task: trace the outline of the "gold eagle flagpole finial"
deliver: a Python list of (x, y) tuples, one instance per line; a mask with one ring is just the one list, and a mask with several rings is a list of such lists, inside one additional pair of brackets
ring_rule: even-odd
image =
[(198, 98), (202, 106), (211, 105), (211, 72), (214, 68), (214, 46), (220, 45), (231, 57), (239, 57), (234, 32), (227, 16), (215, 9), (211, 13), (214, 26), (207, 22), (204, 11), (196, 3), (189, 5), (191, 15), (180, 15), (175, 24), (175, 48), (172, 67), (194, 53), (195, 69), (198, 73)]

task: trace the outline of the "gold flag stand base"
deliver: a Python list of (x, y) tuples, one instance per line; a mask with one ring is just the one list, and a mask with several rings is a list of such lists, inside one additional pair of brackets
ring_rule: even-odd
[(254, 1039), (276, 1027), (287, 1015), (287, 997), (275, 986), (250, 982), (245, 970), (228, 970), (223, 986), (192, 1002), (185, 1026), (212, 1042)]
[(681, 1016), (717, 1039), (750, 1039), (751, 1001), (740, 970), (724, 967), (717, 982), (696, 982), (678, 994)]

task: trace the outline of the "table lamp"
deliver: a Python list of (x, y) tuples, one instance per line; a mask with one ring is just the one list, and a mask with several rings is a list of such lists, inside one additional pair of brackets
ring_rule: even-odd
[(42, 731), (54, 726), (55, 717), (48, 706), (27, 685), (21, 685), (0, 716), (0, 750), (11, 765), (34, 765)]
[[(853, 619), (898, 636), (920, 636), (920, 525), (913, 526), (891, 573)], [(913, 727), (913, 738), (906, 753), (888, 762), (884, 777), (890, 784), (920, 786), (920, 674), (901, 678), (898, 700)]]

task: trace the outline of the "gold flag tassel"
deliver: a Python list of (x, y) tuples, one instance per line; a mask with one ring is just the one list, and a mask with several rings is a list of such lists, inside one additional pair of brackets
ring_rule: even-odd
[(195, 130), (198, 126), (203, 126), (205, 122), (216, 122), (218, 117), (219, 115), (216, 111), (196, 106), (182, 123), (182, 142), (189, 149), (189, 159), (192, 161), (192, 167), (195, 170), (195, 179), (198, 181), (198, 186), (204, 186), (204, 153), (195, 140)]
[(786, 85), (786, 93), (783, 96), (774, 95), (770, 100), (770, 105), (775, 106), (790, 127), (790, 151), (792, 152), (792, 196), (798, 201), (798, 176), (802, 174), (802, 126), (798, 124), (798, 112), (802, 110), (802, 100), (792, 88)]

◇ ◇ ◇ ◇

Find each line in the records above that contains the word "outline", and copy those lines in full.

__Solution to this exercise__
task: trace the outline of the "gold eagle flagpole finial"
task: trace the outline of the "gold flag stand base"
task: trace the outline of the "table lamp"
task: trace the outline of the "gold flag tassel"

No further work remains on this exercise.